Given task:
Copy the entries from the line containing "Practice step: point at the smiling" through the end of the entries, inclusive, replacing "Record" with "List" and leaving everything else unchanged.

Recorded information:
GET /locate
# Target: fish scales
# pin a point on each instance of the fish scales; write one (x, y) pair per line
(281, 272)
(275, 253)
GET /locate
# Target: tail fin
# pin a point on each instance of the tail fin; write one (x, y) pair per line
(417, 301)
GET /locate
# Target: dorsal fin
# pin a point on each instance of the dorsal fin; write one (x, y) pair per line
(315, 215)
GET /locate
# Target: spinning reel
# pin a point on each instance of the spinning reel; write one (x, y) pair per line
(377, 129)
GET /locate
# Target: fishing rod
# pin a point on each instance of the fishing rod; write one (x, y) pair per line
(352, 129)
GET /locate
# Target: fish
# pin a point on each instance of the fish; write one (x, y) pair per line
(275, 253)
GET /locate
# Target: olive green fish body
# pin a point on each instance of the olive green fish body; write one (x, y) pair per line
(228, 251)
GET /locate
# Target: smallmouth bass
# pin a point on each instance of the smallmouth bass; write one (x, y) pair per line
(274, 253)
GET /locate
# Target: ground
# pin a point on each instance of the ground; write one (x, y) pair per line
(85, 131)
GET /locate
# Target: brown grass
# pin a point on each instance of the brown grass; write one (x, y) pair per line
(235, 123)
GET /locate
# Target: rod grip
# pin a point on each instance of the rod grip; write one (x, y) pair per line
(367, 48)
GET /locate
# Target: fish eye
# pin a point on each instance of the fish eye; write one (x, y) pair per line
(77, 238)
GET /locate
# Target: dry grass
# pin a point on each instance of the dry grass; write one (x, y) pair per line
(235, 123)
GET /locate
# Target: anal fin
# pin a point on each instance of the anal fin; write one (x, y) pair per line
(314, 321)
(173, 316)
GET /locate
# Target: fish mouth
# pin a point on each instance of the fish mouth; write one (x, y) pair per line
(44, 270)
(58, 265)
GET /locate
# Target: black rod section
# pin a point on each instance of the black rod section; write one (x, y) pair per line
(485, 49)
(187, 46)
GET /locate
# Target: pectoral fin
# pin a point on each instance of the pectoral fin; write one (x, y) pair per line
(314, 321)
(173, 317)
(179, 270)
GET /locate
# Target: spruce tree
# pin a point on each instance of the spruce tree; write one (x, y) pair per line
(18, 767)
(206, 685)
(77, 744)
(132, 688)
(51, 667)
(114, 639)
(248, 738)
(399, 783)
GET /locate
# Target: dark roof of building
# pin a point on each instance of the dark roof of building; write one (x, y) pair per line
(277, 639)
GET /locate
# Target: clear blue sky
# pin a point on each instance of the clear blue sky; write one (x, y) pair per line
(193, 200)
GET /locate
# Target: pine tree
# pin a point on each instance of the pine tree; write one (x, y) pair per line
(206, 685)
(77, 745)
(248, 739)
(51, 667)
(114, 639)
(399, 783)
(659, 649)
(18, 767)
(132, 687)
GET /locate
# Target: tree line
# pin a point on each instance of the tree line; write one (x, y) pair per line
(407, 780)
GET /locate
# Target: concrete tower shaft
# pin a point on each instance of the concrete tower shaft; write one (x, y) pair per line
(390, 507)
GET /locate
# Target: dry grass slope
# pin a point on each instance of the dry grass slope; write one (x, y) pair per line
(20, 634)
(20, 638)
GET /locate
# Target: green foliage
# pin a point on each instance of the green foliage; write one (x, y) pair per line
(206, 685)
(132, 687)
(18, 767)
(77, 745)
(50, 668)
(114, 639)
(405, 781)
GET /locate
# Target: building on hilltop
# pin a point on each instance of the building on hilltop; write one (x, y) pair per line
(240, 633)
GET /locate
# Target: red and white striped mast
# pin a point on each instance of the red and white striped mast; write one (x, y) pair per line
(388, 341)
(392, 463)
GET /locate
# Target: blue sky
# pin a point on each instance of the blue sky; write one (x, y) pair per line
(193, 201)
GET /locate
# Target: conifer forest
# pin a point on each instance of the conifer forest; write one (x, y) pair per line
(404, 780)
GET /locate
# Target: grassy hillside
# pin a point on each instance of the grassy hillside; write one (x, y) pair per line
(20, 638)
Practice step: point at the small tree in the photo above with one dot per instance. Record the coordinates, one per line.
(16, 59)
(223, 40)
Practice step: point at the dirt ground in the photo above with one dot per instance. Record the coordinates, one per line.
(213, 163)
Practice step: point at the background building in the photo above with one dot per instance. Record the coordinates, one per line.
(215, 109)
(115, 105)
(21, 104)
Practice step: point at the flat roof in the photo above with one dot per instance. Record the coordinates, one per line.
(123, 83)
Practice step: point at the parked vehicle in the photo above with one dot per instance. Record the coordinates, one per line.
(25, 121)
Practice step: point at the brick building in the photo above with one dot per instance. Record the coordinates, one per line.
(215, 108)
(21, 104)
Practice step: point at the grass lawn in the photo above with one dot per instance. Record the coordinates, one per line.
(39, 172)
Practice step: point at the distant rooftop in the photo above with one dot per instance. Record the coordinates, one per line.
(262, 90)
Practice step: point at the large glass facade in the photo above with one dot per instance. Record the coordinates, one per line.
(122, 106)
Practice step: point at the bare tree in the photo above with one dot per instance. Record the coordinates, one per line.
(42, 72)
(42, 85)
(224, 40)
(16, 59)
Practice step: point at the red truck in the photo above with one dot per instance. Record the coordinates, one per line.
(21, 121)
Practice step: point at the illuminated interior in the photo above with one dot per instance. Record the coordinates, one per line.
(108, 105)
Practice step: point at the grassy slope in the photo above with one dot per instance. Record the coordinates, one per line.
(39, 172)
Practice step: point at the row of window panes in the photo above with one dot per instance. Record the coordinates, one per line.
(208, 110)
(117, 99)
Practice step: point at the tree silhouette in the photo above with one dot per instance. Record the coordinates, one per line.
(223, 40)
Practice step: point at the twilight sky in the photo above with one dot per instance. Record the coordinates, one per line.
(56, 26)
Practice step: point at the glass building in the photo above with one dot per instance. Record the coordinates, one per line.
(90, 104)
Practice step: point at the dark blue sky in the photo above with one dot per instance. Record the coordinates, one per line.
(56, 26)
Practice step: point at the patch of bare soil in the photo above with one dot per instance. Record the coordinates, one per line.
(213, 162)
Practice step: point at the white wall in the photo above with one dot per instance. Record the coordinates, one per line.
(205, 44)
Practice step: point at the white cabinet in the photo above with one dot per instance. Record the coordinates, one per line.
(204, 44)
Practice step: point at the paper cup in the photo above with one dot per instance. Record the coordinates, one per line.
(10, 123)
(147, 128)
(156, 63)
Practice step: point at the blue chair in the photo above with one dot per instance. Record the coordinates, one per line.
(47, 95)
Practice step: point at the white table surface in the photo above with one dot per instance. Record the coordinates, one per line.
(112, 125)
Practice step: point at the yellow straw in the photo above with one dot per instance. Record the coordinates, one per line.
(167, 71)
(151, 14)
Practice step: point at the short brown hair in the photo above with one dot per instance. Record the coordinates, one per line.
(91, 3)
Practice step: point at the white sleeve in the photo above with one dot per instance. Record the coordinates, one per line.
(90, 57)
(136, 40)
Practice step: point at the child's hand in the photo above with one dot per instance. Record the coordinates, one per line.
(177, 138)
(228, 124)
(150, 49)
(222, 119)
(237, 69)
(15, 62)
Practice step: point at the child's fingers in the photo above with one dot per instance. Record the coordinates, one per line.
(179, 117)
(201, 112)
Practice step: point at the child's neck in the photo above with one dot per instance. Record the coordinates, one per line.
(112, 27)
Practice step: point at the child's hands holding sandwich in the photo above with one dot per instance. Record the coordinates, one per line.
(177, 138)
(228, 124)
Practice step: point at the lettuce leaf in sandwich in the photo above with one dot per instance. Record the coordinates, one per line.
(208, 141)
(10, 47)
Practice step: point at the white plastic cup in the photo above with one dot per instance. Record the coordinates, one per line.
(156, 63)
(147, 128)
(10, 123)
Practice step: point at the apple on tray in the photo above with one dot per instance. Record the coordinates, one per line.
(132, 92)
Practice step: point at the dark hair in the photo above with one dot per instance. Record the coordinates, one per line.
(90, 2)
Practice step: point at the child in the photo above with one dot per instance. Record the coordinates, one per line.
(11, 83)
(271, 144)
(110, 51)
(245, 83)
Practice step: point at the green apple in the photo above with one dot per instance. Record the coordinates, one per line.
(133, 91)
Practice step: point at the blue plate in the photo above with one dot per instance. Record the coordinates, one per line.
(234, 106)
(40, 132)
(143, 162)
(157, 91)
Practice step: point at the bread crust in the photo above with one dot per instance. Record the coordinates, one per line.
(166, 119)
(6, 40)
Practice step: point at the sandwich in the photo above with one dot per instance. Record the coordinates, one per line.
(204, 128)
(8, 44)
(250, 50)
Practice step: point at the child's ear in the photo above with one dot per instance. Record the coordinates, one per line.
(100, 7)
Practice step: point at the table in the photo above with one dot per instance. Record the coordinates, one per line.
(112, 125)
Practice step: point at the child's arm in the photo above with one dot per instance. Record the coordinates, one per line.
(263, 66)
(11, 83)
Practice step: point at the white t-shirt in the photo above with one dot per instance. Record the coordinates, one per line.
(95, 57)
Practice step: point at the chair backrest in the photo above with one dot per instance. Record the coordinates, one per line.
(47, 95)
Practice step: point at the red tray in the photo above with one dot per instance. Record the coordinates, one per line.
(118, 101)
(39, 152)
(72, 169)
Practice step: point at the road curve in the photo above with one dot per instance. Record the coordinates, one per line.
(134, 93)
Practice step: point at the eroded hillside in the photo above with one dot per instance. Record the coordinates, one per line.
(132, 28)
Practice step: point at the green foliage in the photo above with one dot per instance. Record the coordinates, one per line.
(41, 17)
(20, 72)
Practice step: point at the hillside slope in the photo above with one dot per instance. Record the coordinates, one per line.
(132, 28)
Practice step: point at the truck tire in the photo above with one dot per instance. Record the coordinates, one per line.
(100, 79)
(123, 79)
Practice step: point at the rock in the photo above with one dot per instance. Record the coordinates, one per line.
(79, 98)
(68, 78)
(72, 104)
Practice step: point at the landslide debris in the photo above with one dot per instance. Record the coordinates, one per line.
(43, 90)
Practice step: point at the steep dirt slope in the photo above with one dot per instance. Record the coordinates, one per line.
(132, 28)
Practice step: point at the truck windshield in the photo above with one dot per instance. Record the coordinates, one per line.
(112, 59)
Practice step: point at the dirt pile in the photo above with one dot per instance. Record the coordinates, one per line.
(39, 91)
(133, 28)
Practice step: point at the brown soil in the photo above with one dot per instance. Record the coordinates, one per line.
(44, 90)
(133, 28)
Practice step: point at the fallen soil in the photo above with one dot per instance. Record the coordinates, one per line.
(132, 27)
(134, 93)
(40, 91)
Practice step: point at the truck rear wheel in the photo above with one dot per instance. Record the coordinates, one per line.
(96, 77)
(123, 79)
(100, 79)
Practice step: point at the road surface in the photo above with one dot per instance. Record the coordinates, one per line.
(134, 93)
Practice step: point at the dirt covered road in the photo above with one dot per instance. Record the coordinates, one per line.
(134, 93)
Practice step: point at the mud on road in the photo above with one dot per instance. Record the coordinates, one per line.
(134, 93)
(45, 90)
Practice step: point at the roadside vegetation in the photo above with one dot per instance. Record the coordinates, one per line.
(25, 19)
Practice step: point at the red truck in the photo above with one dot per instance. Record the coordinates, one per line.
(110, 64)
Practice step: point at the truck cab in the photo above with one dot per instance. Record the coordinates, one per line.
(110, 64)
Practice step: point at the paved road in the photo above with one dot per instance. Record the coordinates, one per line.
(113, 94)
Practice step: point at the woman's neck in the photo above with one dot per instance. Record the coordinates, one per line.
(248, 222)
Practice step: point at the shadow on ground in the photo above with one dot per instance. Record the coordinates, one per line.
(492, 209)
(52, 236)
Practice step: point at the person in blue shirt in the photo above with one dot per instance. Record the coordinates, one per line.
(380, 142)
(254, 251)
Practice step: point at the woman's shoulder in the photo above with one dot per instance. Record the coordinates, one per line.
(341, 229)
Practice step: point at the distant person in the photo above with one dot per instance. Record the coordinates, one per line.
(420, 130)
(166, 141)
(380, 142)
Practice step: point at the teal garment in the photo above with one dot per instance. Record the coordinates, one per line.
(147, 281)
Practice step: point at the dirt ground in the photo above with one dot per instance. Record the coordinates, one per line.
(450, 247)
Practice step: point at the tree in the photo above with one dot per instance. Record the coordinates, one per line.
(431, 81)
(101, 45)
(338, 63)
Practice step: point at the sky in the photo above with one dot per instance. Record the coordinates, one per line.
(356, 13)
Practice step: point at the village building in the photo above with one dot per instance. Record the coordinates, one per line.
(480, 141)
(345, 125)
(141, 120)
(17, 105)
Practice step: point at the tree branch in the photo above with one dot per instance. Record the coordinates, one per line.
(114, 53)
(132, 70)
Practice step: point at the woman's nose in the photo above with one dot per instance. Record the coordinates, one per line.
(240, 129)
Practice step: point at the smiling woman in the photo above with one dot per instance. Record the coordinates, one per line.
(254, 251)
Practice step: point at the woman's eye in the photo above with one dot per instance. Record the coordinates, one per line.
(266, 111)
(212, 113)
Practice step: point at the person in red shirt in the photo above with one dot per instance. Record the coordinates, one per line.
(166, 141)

Written reply:
Practice step: point at the smiling woman in the photo above with one dot per instance. List the coordinates, one per line.
(254, 251)
Practice step: point at the woman's eye in the photo above with one dot per instance. List the coordinates, one per line.
(266, 111)
(212, 113)
Practice step: point at the person in red shirt in the photo above with one dot per instance. List the coordinates, one per line.
(166, 141)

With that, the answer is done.